◆ Problems to work on ◆
(a) Transcribe everything in the PostgreSQL geoanalytics article from "First data source: how" down to "processing of data.".
(b) List the five main tables that the PostgreSQL geoanalytics article says will appear in the database after the import script runs.
(c) According to the PostgreSQL geoanalytics article, how many military objects in russia were deleted from OSM from the beginning of 2022?

◆ Text shown ◆
%%
Taras Kloba's data engineering blog

How to use PostgreSQL for (military) geoanalytics tasks

Geoanalytics is crucial in military affairs, as a significant portion of military data contains geoattributes. In this article, I will discuss how to use PostgreSQL to process geospatial data and address common geoanalytical tasks. The information will cover methods for finding the nearest objects, distance calculations, and using geospatial indexes to enhance these processes. We will also explore techniques for determining a point within a polygon and geospatial aggregation. The goal of this article is to provide practical examples and tips to enhance working with geospatial data and contribute to the development of new solutions.

The materials and data used in the article are open-source and have been approved by the military representatives.

First data source: how to import russian military polygon data into PostgreSQL

I will need certain datasets to initiate the analysis and showcase PostgreSQL's capabilities in geoanalytics. I decided to start with data on russian military facilities available on OpenStreetMap (OSM). The first step is to load this data into PostgreSQL, after which we can use tools to optimize queries and enhance their efficiency.

To import data on russian military objects from OSM, we will use the osm2pgsql tool. This open-source tool efficiently transfers data from OSM to PostgreSQL. We will load the russia-latest.osm.pbf file (3.4 GB) containing information about points, lines, roads, and polygons from OSM. After loading, the file will be used to populate the corresponding tables in PostgreSQL, where we can begin the analysis and processing of data.

The script we are using includes commands for loading OSM data, creating a new PostgreSQL database, and importing data using osm2pgsql:

After executing the script, five main tables will appear in our database:

  • osm2pgsql_properties—stores settings and properties used during the data import.
  • planet_osm_line—contains linear elements, such as roads and rivers.
  • planet_osm_point—includes point objects, such as buildings (not all buildings are marked as geographic polygons, so we will have to come up with something to be devised to work with these points).
  • planet_osm_polygon—stores polygons representing areas, such as military bases.
  • planet_osm_roads—stores transportation routes.

To simplify the analysis of military objects, we will create a table called military_geometries. The SQL script will select data from the planet_osm_line, planet_osm_point, planet_osm_polygon, and planet_osm_roads tables, filtering out military objects. A 100-meter buffer will be applied to lines, points, and roads using ST_Buffer. This will also allow us to create polygons based on points and lines, providing the ability to analyze, for example, whether a point is within the specified polygons.

Executing the provided SQL script will allow us to create a military_geometries table that will contain polygons for 9,252 military objects identified on OSM:

Visualization of 9,252 military sites across russia and the temporarily occupied Autonomous Republic of Crimea using QGIS

In OSM, as in other open sources, information is subject to change. For example, from the beginning of 2022, 2,995 military objects in russia were deleted.

They say, "Screenshots don't burn", but such deletions often lead to the Streisand effect, where attempts to hide information only attract more attention. If you want to delve into the historical data of OSM and help identify such anomalies, you can use resources like GeoFabrik.de. Although this doesn't directly relate to our analysis, I want to show how these deleted objects look on a map, illustrating russian attempts to conceal essential data.
%%
◆ Provided information ◆
%%
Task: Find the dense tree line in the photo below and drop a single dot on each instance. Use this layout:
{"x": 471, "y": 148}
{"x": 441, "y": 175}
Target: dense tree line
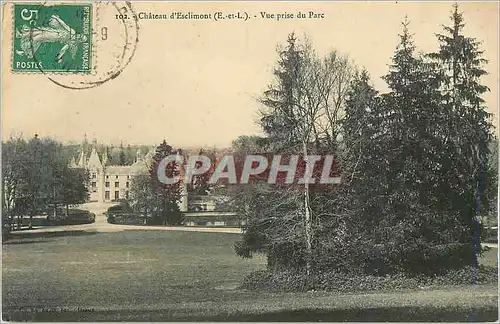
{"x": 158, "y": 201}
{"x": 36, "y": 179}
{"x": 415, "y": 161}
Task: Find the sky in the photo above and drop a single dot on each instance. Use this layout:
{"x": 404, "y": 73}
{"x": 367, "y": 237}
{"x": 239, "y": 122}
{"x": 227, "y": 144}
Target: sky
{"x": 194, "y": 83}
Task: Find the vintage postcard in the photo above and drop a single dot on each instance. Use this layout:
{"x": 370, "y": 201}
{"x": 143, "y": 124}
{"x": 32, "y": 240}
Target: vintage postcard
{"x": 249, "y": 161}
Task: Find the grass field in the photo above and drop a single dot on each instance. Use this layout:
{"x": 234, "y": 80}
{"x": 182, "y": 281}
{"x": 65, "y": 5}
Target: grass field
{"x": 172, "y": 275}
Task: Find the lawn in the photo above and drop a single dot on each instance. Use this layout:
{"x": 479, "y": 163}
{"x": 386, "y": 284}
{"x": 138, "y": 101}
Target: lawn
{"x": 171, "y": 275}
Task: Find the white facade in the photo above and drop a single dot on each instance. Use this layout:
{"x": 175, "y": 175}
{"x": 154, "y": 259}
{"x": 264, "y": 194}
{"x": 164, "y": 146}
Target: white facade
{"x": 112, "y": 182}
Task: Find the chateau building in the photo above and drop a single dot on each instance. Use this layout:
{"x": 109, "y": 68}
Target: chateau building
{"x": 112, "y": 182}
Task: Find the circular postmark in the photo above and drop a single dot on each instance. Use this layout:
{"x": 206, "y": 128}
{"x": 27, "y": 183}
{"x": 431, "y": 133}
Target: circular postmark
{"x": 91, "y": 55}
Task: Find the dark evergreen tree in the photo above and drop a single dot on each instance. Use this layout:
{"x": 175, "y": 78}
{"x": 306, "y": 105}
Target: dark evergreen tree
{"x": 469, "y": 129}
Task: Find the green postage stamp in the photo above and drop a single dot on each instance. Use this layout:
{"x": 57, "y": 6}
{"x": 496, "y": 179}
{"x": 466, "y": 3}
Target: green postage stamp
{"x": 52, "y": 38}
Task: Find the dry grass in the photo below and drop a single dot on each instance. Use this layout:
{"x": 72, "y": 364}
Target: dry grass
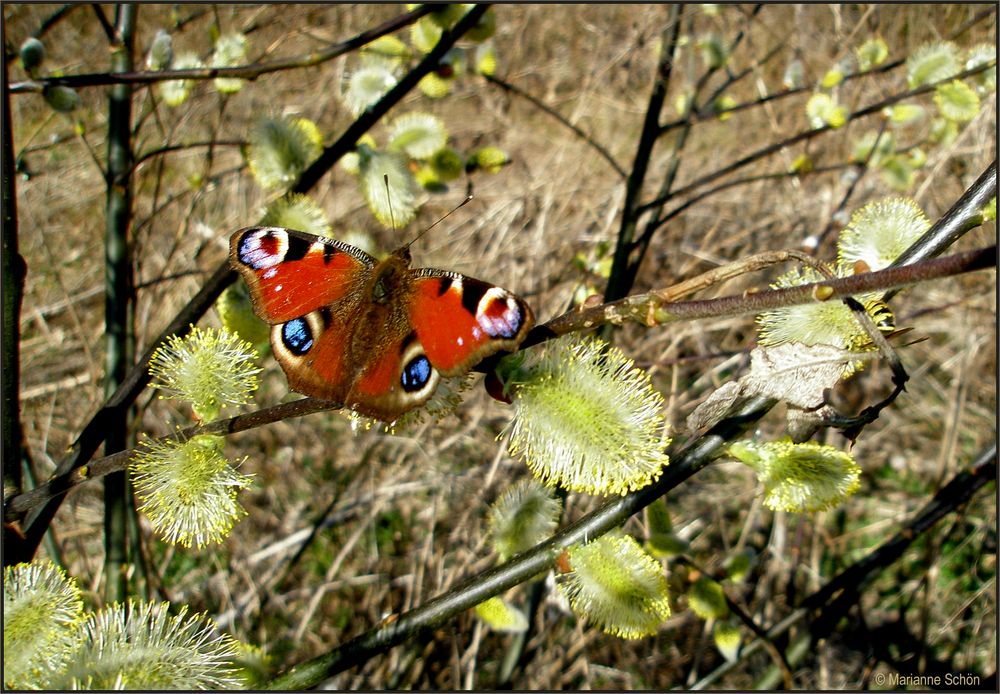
%%
◆ Responses to the tasks ◆
(a)
First data source: how to import russian military polygon data into PostgreSQL

I will need certain datasets to initiate the analysis and showcase PostgreSQL's capabilities in geoanalytics. I decided to start with data on russian military facilities available on OpenStreetMap (OSM). The first step is to load this data into PostgreSQL, after which we can use tools to optimize queries and enhance their efficiency.

To import data on russian military objects from OSM, we will use the osm2pgsql tool. This open-source tool efficiently transfers data from OSM to PostgreSQL. We will load the russia-latest.osm.pbf file (3.4 GB) containing information about points, lines, roads, and polygons from OSM. After loading, the file will be used to populate the corresponding tables in PostgreSQL, where we can begin the analysis and processing of data.

(b)
osm2pgsql_properties
planet_osm_line
planet_osm_point
planet_osm_polygon
planet_osm_roads

(c) 2,995